Raw items
○ ○ ○ ○ ○ ○ ○
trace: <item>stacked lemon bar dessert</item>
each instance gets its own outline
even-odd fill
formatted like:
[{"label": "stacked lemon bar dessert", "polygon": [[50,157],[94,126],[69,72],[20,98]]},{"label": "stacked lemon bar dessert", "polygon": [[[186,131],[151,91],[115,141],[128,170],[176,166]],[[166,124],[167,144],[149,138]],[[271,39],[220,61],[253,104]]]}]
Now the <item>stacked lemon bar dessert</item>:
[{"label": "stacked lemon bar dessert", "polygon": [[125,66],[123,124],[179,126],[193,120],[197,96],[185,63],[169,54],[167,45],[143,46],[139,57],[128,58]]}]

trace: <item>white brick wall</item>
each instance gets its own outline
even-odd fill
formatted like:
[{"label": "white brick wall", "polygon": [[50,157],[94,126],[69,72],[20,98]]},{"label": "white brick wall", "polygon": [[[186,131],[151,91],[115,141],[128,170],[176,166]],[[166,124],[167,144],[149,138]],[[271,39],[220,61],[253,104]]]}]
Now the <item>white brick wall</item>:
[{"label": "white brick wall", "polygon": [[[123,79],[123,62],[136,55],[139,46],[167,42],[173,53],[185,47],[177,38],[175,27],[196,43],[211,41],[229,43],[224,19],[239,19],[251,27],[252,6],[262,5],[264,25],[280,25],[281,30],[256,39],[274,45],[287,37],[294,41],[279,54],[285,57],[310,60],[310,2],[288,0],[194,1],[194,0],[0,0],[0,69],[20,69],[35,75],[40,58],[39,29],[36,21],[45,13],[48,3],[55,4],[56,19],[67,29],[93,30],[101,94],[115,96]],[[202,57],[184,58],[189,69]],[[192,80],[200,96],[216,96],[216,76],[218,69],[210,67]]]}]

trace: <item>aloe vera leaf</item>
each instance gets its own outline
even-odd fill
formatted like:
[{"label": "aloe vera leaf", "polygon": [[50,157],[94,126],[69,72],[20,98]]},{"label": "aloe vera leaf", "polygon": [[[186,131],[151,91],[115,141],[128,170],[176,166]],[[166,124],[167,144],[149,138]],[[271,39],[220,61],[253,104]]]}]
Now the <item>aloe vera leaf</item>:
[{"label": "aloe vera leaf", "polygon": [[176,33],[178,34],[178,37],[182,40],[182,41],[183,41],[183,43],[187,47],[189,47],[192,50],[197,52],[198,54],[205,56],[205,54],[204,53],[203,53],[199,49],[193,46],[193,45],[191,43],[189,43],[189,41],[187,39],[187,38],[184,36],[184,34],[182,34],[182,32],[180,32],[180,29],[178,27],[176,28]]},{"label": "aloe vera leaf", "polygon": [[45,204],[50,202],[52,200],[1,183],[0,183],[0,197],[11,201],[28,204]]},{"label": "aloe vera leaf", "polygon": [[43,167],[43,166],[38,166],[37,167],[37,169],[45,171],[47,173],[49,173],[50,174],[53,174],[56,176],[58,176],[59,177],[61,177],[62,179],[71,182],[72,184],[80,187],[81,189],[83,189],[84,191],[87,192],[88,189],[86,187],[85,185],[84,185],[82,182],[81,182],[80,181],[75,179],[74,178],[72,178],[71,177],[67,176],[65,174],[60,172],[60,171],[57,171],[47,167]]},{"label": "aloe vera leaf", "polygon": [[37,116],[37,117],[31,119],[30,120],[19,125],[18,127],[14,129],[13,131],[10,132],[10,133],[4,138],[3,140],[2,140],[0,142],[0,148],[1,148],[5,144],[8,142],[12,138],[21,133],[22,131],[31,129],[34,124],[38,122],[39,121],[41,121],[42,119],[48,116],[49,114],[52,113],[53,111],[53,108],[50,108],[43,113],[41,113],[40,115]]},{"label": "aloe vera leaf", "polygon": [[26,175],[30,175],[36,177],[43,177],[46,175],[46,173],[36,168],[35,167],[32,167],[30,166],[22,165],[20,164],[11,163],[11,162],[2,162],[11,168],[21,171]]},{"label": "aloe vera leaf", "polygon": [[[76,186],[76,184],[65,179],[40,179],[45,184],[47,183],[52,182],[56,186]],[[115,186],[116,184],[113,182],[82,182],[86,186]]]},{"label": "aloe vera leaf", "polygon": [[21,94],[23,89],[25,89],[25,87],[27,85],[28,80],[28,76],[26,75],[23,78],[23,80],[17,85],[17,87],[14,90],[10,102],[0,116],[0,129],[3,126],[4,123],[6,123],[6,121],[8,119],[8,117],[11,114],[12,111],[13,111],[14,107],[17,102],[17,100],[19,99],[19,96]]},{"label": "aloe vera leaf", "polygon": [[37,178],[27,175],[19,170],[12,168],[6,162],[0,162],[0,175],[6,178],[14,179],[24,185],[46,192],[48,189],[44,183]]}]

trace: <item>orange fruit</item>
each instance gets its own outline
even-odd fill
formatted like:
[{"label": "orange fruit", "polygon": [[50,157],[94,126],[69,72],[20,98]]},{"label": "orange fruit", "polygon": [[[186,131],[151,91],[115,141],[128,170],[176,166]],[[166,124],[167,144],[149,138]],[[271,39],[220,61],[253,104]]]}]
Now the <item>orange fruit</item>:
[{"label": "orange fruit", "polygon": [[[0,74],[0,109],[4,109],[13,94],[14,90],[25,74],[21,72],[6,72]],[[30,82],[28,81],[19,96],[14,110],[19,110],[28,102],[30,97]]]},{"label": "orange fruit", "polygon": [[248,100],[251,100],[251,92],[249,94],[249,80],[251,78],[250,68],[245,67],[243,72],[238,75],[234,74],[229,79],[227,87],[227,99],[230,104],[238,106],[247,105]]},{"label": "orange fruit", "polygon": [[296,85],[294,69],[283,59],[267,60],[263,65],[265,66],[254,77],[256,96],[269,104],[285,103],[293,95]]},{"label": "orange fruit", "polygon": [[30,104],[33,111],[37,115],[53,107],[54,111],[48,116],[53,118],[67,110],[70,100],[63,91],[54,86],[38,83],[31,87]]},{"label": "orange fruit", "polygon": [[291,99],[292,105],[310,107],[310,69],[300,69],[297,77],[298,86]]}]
○ ○ ○ ○ ○ ○ ○
What to work on
Reproduce the lines above exactly, beginning with the line that contains "trace: <item>orange fruit</item>" and continuing through the line that contains "Now the <item>orange".

Task answer
trace: <item>orange fruit</item>
each instance gets its own outline
even-odd fill
formatted like:
[{"label": "orange fruit", "polygon": [[50,157],[94,126],[69,72],[20,98]]},{"label": "orange fruit", "polygon": [[[186,131],[151,91],[115,141],[128,170],[176,166]],[[166,124],[167,144],[149,138]],[[271,39],[220,61],[253,104]]]}]
Now the <item>orange fruit</item>:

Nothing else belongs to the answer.